**YOUR TASK**
Return each line below exactly as it reads, and omit any image in it.

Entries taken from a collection
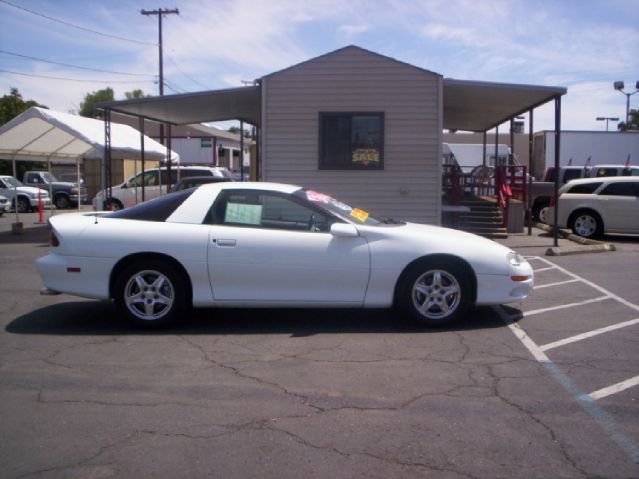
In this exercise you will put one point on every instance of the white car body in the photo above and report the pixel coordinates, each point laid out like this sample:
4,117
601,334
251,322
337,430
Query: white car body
30,194
350,265
129,193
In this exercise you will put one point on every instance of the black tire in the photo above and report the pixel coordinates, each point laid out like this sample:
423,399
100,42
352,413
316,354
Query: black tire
62,202
23,205
113,205
435,292
586,223
540,211
151,293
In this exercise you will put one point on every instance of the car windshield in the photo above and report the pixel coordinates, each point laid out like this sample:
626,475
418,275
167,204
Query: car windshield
354,215
12,182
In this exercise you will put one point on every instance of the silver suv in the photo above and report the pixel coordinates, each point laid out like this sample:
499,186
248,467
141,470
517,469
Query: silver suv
155,181
594,206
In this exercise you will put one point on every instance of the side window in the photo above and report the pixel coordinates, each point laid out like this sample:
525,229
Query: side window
267,210
585,188
619,189
606,172
571,175
189,173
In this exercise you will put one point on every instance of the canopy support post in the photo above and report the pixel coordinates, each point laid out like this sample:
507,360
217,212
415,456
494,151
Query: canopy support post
532,168
107,157
141,128
557,151
241,150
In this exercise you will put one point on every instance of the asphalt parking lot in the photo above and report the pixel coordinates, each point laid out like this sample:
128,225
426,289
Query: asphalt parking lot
546,388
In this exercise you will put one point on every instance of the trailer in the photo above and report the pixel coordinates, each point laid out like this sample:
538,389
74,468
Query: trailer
584,148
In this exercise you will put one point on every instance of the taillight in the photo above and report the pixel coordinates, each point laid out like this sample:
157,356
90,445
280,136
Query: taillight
553,199
53,239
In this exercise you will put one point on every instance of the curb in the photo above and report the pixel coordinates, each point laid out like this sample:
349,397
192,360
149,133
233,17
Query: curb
588,245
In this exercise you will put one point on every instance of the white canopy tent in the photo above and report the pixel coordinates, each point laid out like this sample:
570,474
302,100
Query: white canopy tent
39,134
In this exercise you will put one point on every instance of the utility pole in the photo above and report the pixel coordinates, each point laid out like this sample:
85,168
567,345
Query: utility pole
160,12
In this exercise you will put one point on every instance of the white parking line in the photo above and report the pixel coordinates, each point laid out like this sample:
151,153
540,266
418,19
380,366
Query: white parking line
559,283
591,284
590,334
564,306
615,388
607,422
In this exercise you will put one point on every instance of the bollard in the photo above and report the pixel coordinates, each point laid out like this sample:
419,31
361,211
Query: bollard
40,206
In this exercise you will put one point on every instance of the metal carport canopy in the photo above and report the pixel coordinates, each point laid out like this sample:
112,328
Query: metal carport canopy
480,106
243,103
39,134
468,105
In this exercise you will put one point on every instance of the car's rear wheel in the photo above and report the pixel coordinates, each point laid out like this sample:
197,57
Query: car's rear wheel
587,224
151,293
62,202
435,292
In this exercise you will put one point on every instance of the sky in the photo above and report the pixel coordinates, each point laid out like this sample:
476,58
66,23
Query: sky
56,51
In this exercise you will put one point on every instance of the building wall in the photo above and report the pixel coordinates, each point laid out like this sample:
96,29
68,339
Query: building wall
355,80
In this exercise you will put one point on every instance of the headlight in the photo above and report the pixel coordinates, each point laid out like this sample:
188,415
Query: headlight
515,259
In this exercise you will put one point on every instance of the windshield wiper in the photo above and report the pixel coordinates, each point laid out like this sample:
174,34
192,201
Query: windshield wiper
392,221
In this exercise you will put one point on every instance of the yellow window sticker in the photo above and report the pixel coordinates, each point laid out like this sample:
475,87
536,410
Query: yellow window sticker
359,214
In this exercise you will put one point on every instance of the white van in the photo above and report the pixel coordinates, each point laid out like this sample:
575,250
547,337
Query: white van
156,182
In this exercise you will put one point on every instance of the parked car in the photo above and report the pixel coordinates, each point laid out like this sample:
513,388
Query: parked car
566,173
193,181
65,194
541,191
155,182
25,198
599,171
5,205
271,245
593,206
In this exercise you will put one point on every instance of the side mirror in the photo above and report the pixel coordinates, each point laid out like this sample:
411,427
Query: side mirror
344,230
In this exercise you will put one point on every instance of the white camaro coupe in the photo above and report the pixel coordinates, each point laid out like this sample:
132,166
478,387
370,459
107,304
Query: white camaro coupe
273,245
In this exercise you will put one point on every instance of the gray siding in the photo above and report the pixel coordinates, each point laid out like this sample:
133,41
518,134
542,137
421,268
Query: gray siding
357,80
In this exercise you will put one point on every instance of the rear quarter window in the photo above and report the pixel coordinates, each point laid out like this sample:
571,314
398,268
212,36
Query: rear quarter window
158,209
620,189
585,188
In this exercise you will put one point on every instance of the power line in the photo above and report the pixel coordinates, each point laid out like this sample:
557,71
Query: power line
100,80
184,74
76,26
73,66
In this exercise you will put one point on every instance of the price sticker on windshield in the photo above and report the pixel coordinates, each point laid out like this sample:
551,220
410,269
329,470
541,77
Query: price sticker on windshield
359,214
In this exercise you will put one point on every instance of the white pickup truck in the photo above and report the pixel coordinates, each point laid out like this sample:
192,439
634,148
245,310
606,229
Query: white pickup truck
24,198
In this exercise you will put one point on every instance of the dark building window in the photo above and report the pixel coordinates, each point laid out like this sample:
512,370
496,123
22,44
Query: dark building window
351,141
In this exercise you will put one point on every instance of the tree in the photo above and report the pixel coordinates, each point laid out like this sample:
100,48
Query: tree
13,104
633,123
87,107
137,93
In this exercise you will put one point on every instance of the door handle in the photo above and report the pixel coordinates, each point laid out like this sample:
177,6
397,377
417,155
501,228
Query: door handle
225,242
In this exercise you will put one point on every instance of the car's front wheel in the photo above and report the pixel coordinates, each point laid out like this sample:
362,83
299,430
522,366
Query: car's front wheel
587,224
435,292
151,293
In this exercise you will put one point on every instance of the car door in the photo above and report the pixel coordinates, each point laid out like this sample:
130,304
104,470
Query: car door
620,205
269,248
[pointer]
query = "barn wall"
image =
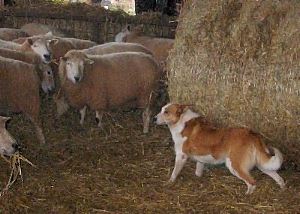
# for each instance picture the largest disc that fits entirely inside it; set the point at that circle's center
(98, 25)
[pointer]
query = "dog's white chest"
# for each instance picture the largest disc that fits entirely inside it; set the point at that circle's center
(207, 159)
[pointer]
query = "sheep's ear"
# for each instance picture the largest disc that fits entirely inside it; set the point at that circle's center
(89, 61)
(63, 59)
(49, 34)
(52, 41)
(29, 41)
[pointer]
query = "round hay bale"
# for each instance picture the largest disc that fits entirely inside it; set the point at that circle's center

**RESULT OF THIS TASK**
In this exercise you will put one point on every instance of the white car body in the photo above and report the pixel coordinates, each point laid out like this sample:
4,117
601,334
251,322
337,430
Query: white car body
30,194
350,265
129,193
In this exercise you will put one point on every instance of the black tire in the photo above and report the pixel coordinates, each point laid out like this sample:
423,399
100,42
352,413
316,354
Query: black tire
62,202
23,205
113,205
435,292
586,223
540,211
151,293
In this exercise you will put one point on every instance of the car windshield in the photo above and report the pixel coordinates, each point laid out like this sample:
626,475
418,275
167,204
Query: car windshield
354,215
12,182
In this exercise you will put one point on every instance of the silver suv in the photo above and report the pixel coordinates, each point laid out like this sample:
499,186
248,467
141,470
517,469
Query: silver suv
155,181
594,206
In this exercise you will put one point on every instance of the side window in the photo above and report the pixel coordinates, each point laid out like this sample:
525,229
Query: side window
267,210
585,188
619,189
606,172
571,175
189,173
In this exercise you will put one point on every instance of the canopy support post in the photo above and report the pixel coordinates, each point laid out like this sample:
507,360
217,212
415,456
494,151
Query: canopy support post
532,168
107,157
141,128
557,151
241,150
In this exercise you will put one point on every instance of the asphalt parking lot in the photo above and report the pixel coordinates, each point laid out like this sample:
128,225
426,289
Query: asphalt parking lot
546,388
In this exercise you will put one point on every instance of the trailer in the photo above and report the pixel coordinates, each point laid out like this sample:
538,389
74,468
Query: trailer
584,148
In this exercise you will put one point on every instance of the taillight in the photo above and report the pixel coordinates, each point laid out like this sample:
157,356
90,445
280,136
Query: taillight
553,199
53,239
In this exercise you will put one point on every instance of the curb in the photo above and report the pixel coordinates, each point laid out like this sample:
349,397
192,360
149,133
233,17
Query: curb
588,245
In this exercise you will put one point on every instance of the white canopy tent in the photo above and report the pixel coordinates, each point laid out like this sample:
570,474
302,100
Query: white canopy tent
39,134
In this exercise you will put one point on every instance of the utility pole in the photo above and report the pixel coordinates, each point laid out like this sample:
85,168
567,345
Query: utility pole
160,12
In this exercise you will put one point on every instance of the white parking line in the photo above and report the pixel coordinates, each point laid out like this sample:
151,153
540,266
418,19
380,366
Query: white parking line
559,283
591,284
590,334
564,306
615,388
607,422
In this exercise you will put one point on every instance of the bollard in the photo above and report the pixel coordinates, each point laid out like this sample:
419,31
361,211
Query: bollard
40,206
In this exercise you will put one point on every instance of the metal carport canopy in the photo above and report the pixel coordinates, each point laid out like this sample:
112,328
Query: metal carport canopy
480,106
243,103
39,134
468,105
In this exercise you will put one point on every instance of the car's rear wheel in the photo above and report the pixel coordinates, each point laid out like this sample:
197,57
Query: car's rear wheel
587,224
151,293
62,202
435,292
In this exercise you will put one point on every instance of the sky in the photo above and report the pixel coordinates, each point laid out like this sample:
476,58
66,23
Query: sky
56,51
In this exercise you will put one point on every instance of the building wall in the photo above and report the pixel coordinates, each point laid out like this sample:
96,29
68,339
Query: building wall
355,80
In this exercise you will put one point on every instance of the headlight in the photo above and report the pixel coordinates, each point laid out like this sample:
188,415
Query: headlight
515,259
In this exercise you will put one point on every instance of the windshield wiper in the photo above and report the pixel coordinates, each point laid out like this sample:
174,34
192,201
Query: windshield wiper
392,221
In this exercise you will put one point on every instance of the yellow window sticker in the photo above and report the pixel coordinates, each point laid out like this sample:
475,87
536,410
Query: yellow window sticker
359,214
In this exercise you will put one point on every instance of the white van in the photo above and report the pixel coordinates, each point laid out like this sample:
575,250
547,337
Query: white van
156,182
In this exercise you will put one point on every instance of the parked car in the photo above and report the pixel coordinates, each point laid out like this sample:
513,388
Query: parked car
566,173
193,181
65,194
541,191
155,182
25,198
599,171
5,205
271,245
593,206
In this exercise you will put one point on every instance of the side mirror in the photo above and report the pixel coordinates, each point laid out like this sample:
411,427
Query: side mirror
344,230
In this exercise you will put one point on every instance of the white camaro coupe in the photo above and report the pixel coordinates, each point laid out like this sample:
132,166
478,387
370,459
107,304
Query: white camaro coupe
273,245
In this exercise you will put one point on every instance of the gray siding in the photo above and report the pixel coordinates, each point laid out like this sample:
133,41
518,134
542,137
421,268
Query: gray siding
357,80
In this exercise you will put one point on every instance of the rear quarter window in the photo above and report the pixel coordinates, each point laid out like this sample:
571,314
398,268
212,36
Query: rear quarter window
158,209
620,189
585,188
In this exercise you will put one point on every instance of the power line in the photo above and report the pixel coordinates, each point laid out like this sample:
557,71
Query: power line
100,80
184,74
76,26
73,66
In this exercise you will put one point on every instance of the price sticker on windshield in the photo above and report the pixel coordinates, each point laid out like this sample:
551,220
410,269
329,470
541,77
Query: price sticker on windshield
359,214
In this exercise you will put one point on every instance of the white pickup truck in the photo above and report the pixel coordinates, each point laid out like this sample:
192,439
634,148
245,310
606,229
Query: white pickup truck
24,198
In this exercise you will put one point on every instance of the dark building window in the photo above and report the pixel coordinates, each point laid out like this sample:
512,370
496,123
22,44
Query: dark building window
351,141
In this exercise you will put one point on every instance of the tree in the photo above and report the pixel coordinates, each point laid out like this sample:
100,48
Query: tree
13,104
633,123
87,107
137,93
In this exercise you will put one point on every instance of the door handle in the photo above and report the pixel coordinates, each point laid out like this sample:
177,6
397,377
417,155
501,228
Query: door handle
225,242
In this exercise you will put one point on every instance of the car's front wheel in the photo above and report the pixel coordinates, each point laid out like this sample:
362,83
299,430
522,366
Query: car's front wheel
587,224
435,292
151,293
In this exercise you will put one point on every instance of the car door in the photo above and report the pixel coordinates, each point laid out like this sample:
130,304
104,470
Query: car door
620,205
269,248
[pointer]
query = "barn wall"
image =
# for each instance picture the largest disc that fits entirely inside it; set the point at that circle's center
(98, 25)
[pointer]
query = "dog's white chest"
# for each instance picture the largest disc that fits entirely inside it; set the point at that circle's center
(207, 159)
[pointer]
query = "sheep's ear"
# for each instance picture the largest disc that fits entirely inside it; set the point at that circle's center
(89, 61)
(63, 59)
(49, 34)
(52, 41)
(29, 41)
[pointer]
query = "round hay bale"
# for each instance picture the largest disc that fits entirely inside it; set the point at that circle's center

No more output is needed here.